◆ **Sayfa Metni**:
—————
Emsal Mahkeme Kararı İstanbul Bölge Adliye Mahkemesi 16. Hukuk Dairesi 2017/4903 E. 2020/1262 K. 09.07.2020 T.

Görüntülediğiniz mahkeme kararı kesinleşmiş bir karardır.

T.C.
İSTANBUL
BÖLGE ADLİYE MAHKEMESİ
16. HUKUK DAİRESİ
T Ü R K M İ L L E T İ A D I N A
İ S T İ N A F K A R A R I
DOSYA NO: 2017/4903 Esas
KARAR NO: 2020/1262 Karar
İNCELENEN KARARIN
MAHKEMESİ: İSTANBUL 5. ASLİYE TİCARET MAHKEMESİ
TARİHİ: 06/04/2017
NUMARASI: 2014/939 E., 2017/247 K.
DAVANIN KONUSU: Menfi Tespit (Bankacılık İşlemlerinden Kaynaklanan)
—————
◆ **Kayıt Alıntıları**:
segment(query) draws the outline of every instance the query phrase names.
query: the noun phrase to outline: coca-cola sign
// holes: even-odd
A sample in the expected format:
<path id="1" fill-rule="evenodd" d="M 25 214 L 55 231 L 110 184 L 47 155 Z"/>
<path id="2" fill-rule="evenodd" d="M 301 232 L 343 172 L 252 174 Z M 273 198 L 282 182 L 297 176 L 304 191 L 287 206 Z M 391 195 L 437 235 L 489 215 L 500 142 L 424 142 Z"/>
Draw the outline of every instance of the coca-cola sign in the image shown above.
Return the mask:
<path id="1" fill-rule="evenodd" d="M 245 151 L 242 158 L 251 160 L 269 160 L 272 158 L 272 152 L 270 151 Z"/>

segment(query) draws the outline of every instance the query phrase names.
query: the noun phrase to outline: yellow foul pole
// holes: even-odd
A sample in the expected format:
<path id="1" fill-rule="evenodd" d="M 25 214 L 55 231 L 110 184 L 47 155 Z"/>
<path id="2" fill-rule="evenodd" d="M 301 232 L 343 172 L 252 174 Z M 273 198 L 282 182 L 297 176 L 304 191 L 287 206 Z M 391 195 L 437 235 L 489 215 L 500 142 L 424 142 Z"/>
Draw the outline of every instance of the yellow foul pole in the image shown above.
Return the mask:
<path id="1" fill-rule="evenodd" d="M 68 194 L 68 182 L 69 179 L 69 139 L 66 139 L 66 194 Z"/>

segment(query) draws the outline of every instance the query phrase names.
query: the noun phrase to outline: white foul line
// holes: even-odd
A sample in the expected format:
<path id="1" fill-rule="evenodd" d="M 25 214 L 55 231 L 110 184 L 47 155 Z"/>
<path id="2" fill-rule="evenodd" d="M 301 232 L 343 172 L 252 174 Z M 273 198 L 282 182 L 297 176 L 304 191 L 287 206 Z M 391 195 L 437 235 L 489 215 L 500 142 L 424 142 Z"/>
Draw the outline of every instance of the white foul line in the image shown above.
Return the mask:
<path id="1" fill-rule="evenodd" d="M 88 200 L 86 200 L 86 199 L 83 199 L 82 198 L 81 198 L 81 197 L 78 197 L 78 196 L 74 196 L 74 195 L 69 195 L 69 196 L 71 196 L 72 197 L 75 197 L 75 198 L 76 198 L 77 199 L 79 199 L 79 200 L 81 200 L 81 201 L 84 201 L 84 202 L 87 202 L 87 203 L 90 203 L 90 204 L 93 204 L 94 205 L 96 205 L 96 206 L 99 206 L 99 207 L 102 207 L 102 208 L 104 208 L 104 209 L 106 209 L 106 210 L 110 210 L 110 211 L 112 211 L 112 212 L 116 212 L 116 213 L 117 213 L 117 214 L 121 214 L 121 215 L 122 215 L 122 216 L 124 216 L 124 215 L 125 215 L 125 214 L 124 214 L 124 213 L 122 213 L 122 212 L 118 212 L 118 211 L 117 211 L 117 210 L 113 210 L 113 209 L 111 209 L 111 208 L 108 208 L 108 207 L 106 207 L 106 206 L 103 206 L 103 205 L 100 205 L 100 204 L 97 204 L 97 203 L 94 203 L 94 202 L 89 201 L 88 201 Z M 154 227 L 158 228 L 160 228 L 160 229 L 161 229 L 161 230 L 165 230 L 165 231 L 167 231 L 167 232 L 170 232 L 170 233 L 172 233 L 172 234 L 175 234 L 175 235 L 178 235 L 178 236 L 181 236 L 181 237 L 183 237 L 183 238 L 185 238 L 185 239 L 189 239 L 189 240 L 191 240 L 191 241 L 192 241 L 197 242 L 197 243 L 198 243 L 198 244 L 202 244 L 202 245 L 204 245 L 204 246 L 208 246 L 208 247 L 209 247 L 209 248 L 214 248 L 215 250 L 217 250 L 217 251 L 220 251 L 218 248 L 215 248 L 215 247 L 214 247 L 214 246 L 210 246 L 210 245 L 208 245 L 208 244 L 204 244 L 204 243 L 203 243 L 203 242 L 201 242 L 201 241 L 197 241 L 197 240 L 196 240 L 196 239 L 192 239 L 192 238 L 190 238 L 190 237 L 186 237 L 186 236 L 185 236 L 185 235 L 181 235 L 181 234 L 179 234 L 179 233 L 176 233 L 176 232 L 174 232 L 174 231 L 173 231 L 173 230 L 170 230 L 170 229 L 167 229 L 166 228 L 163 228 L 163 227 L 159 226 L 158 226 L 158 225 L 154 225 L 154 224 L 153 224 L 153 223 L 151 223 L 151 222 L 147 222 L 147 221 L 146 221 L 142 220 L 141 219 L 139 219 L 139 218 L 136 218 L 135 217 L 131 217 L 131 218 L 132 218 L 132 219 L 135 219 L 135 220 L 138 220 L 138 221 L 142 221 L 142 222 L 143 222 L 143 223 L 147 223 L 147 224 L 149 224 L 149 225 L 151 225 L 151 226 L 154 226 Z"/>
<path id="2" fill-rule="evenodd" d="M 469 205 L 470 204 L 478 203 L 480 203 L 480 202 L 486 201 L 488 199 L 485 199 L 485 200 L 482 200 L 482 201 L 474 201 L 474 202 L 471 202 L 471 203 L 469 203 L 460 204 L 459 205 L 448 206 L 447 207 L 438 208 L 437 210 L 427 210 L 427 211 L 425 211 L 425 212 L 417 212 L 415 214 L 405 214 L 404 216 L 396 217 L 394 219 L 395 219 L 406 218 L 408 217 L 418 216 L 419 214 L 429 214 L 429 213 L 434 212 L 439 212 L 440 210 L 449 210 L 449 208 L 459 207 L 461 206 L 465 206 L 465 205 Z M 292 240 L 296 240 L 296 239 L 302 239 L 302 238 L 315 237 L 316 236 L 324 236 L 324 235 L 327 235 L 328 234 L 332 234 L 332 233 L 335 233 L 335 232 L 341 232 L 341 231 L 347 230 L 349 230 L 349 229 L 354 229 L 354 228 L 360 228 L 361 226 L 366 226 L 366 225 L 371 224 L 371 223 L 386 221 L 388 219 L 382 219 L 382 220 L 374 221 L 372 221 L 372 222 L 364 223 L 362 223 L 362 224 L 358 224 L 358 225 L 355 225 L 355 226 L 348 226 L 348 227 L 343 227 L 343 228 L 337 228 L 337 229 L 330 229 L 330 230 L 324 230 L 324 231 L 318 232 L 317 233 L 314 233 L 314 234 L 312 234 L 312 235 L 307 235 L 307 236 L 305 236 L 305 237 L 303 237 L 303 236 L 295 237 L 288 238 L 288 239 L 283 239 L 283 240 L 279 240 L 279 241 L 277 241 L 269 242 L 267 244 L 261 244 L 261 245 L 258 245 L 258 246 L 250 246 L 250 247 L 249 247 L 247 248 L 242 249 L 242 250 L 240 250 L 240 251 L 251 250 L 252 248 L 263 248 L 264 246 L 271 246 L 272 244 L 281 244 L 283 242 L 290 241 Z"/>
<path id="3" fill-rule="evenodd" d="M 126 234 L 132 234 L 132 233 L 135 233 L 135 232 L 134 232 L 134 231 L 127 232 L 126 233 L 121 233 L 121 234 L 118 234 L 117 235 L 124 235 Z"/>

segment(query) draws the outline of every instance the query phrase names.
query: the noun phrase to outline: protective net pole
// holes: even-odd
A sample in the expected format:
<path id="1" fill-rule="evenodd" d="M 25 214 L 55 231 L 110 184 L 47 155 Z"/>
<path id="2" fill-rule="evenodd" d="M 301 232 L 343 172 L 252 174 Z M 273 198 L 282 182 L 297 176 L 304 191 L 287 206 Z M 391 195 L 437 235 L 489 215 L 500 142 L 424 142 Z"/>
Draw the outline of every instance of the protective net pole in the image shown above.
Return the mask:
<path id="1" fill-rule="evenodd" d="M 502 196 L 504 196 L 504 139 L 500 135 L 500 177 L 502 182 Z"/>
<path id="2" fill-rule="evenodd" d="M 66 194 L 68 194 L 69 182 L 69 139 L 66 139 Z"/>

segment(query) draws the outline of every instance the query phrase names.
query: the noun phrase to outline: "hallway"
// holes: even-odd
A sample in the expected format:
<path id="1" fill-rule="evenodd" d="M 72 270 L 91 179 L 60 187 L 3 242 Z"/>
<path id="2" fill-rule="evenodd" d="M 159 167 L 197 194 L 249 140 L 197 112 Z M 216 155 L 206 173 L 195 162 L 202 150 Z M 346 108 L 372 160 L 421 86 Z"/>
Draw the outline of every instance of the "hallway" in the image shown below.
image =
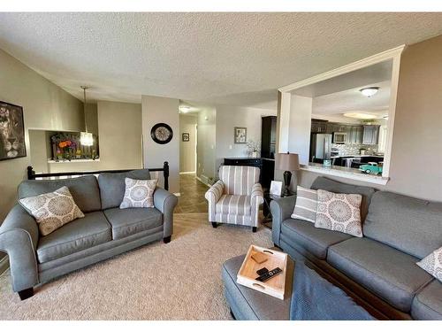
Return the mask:
<path id="1" fill-rule="evenodd" d="M 204 194 L 209 187 L 195 179 L 194 174 L 179 174 L 179 191 L 175 213 L 207 213 Z"/>

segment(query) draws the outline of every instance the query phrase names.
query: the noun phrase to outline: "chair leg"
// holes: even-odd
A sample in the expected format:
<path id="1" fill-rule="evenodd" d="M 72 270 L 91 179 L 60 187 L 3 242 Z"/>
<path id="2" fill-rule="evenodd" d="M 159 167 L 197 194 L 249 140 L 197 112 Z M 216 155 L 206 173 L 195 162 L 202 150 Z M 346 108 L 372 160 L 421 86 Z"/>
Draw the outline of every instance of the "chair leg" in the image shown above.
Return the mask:
<path id="1" fill-rule="evenodd" d="M 19 291 L 19 297 L 20 297 L 20 300 L 26 300 L 34 296 L 34 289 L 31 287 L 30 289 L 23 290 Z"/>

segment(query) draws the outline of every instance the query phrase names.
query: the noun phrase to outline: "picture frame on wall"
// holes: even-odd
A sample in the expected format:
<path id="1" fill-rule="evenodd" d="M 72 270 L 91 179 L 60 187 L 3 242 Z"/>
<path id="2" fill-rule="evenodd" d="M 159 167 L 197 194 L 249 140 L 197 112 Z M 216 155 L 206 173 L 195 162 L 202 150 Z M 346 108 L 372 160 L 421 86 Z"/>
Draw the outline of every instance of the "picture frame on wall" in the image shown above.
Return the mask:
<path id="1" fill-rule="evenodd" d="M 26 156 L 23 107 L 0 101 L 0 160 Z"/>
<path id="2" fill-rule="evenodd" d="M 235 144 L 246 144 L 248 142 L 248 128 L 245 127 L 235 127 Z"/>

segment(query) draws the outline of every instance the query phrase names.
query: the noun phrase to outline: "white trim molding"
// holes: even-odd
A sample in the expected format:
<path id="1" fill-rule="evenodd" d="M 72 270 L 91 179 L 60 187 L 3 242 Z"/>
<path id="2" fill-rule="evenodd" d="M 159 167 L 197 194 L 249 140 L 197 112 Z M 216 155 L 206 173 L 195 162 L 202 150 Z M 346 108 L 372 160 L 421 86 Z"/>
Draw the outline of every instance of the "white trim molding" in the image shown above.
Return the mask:
<path id="1" fill-rule="evenodd" d="M 331 70 L 326 73 L 323 73 L 313 77 L 294 82 L 293 84 L 286 85 L 285 87 L 279 88 L 278 90 L 281 93 L 280 97 L 280 105 L 278 110 L 278 116 L 280 119 L 280 127 L 278 133 L 278 152 L 283 152 L 287 151 L 287 147 L 290 146 L 290 139 L 294 139 L 291 137 L 290 135 L 290 127 L 287 124 L 290 123 L 291 112 L 293 112 L 292 107 L 292 97 L 294 90 L 303 88 L 311 84 L 317 83 L 322 81 L 325 81 L 336 76 L 339 76 L 350 72 L 354 72 L 355 70 L 364 68 L 375 64 L 378 64 L 380 62 L 392 60 L 392 83 L 391 83 L 391 95 L 390 95 L 390 104 L 388 110 L 388 120 L 387 120 L 387 139 L 385 145 L 385 151 L 384 153 L 384 167 L 382 172 L 382 177 L 377 177 L 377 180 L 373 180 L 370 176 L 366 176 L 366 174 L 356 174 L 354 173 L 349 172 L 350 175 L 345 176 L 343 174 L 345 171 L 333 170 L 333 173 L 337 173 L 333 174 L 335 176 L 341 176 L 351 178 L 358 181 L 364 181 L 364 179 L 370 179 L 365 181 L 378 183 L 378 184 L 386 184 L 390 178 L 390 161 L 392 156 L 392 137 L 393 137 L 393 129 L 394 129 L 394 117 L 396 112 L 396 98 L 398 92 L 398 85 L 399 85 L 399 72 L 400 67 L 400 57 L 402 51 L 405 49 L 405 45 L 398 46 L 394 49 L 391 49 L 385 50 L 384 52 L 375 54 L 371 57 L 361 59 L 359 61 L 353 62 L 351 64 L 340 66 L 339 68 Z M 307 148 L 306 148 L 307 149 Z M 293 151 L 294 153 L 305 154 L 308 151 Z M 314 167 L 315 170 L 310 169 L 310 166 L 306 166 L 307 168 L 301 168 L 312 172 L 323 173 L 330 172 L 328 170 L 317 170 L 317 167 Z M 354 178 L 354 177 L 357 177 Z M 381 179 L 381 180 L 379 180 Z"/>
—————
Mahkeme kararında "Emsal Mahkeme Kararı" ile "kesinleşmiş bir karardır." arasındaki bölümü, her iki ifade de dahil olmak üzere kopyalayın.

◆ **Göreve Yanıt**:
Emsal Mahkeme Kararı İstanbul Bölge Adliye Mahkemesi 16. Hukuk Dairesi 2017/4903 E. 2020/1262 K. 09.07.2020 T.

Görüntülediğiniz mahkeme kararı kesinleşmiş bir karardır.